▸ RECORDS SHOWN
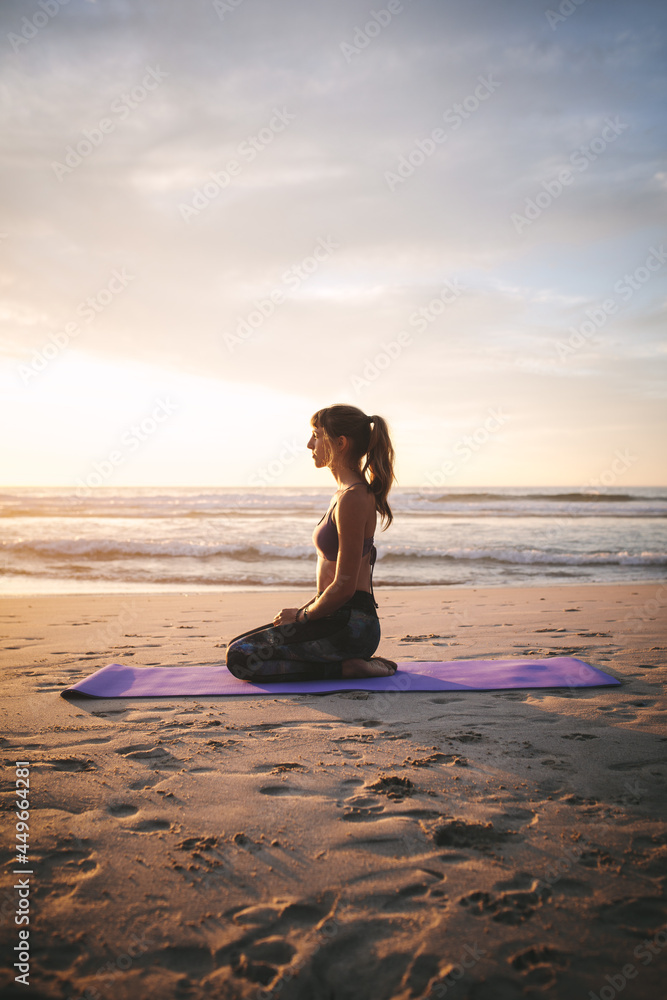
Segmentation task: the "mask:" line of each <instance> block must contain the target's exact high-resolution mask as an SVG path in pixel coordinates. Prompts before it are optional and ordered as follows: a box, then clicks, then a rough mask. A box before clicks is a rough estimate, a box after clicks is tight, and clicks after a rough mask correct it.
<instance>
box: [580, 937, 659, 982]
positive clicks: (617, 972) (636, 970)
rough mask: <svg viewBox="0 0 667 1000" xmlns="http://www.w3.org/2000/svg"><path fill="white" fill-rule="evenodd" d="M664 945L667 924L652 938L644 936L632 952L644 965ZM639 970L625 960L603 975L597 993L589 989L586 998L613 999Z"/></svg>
mask: <svg viewBox="0 0 667 1000" xmlns="http://www.w3.org/2000/svg"><path fill="white" fill-rule="evenodd" d="M665 946H667V925H665V926H664V927H661V928H660V929H659V930H658V931H656V933H655V934H654V935H653V937H652V938H645V939H644V940H643V941H642V942H641V944H638V945H637V946H636V948H635V949H634V950H633V952H632V954H633V956H634V957H635V958H637V959H641V964H642V965H644V966H646V965H650V964H651V962H652V961H653V959H654V958H655V957H656V955H660V954H661V952H662V951H663V949H664V948H665ZM640 972H641V969H639V968H637V966H636V965H634V964H633V963H632V962H626V964H625V965H624V966H623V967H622V968H620V969H617V971H616V972H615V973H612V975H609V974H606V975H605V977H604V978H605V979H606V980H607V982H606V983H605V985H604V986H602V987H598V992H597V993H595V992H594V991H593V990H589V991H588V997H587V1000H614V997H615V996H617V995H618V994H619V993H620V992H621V990H624V989H625V987H626V986H627V985H628V983H629V982H630V981H631V980H633V979H636V978H637V976H638V975H639V973H640Z"/></svg>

▸ TASK REQUIREMENTS
Express every line of the material above as a Markdown table with the columns "Row" and "Line", skipping any blank lines. Leave the pictures out of your answer.

▸ RESULT FOR THIS TASK
| Row | Line |
|---|---|
| 1 | Segmentation task: the "mask:" line of each <instance> block must contain the target's exact high-resolution mask as an SVG path in pixel coordinates. Prompts before it are optional and ordered as follows: a box, then clicks, then a rough mask. A box before clicks is a rough estimate, a box after clicks is tight, and clicks after a rough mask correct it. |
| 2 | <instance> |
| 3 | box: [580, 937, 659, 982] |
| 4 | positive clicks: (617, 972) (636, 970) |
| 5 | rough mask: <svg viewBox="0 0 667 1000" xmlns="http://www.w3.org/2000/svg"><path fill="white" fill-rule="evenodd" d="M664 945L667 924L652 938L644 936L632 952L644 965ZM639 970L625 960L603 975L597 993L589 989L586 998L613 999Z"/></svg> |
| 6 | mask: <svg viewBox="0 0 667 1000" xmlns="http://www.w3.org/2000/svg"><path fill="white" fill-rule="evenodd" d="M665 946H667V925H665V926H664V927H661V928H660V929H659V930H658V931H656V933H655V934H654V935H653V937H652V938H645V939H644V940H643V941H642V942H641V944H638V945H637V946H636V948H635V949H634V950H633V952H632V954H633V956H634V957H635V958H637V959H641V964H642V965H644V966H646V965H650V964H651V962H652V961H653V959H654V958H655V957H656V955H660V954H661V952H662V951H663V949H664V948H665ZM640 972H641V969H639V968H637V966H636V965H634V964H633V963H632V962H626V964H625V965H624V966H623V967H622V968H620V969H617V971H616V972H615V973H612V975H609V974H606V975H605V977H604V978H605V979H606V980H607V982H606V983H605V985H604V986H602V987H598V992H597V993H595V992H594V991H593V990H589V991H588V997H587V1000H614V997H615V996H617V995H618V994H619V993H620V992H621V990H624V989H625V987H626V986H627V985H628V983H629V982H630V981H631V980H633V979H636V978H637V976H638V975H639V973H640Z"/></svg> |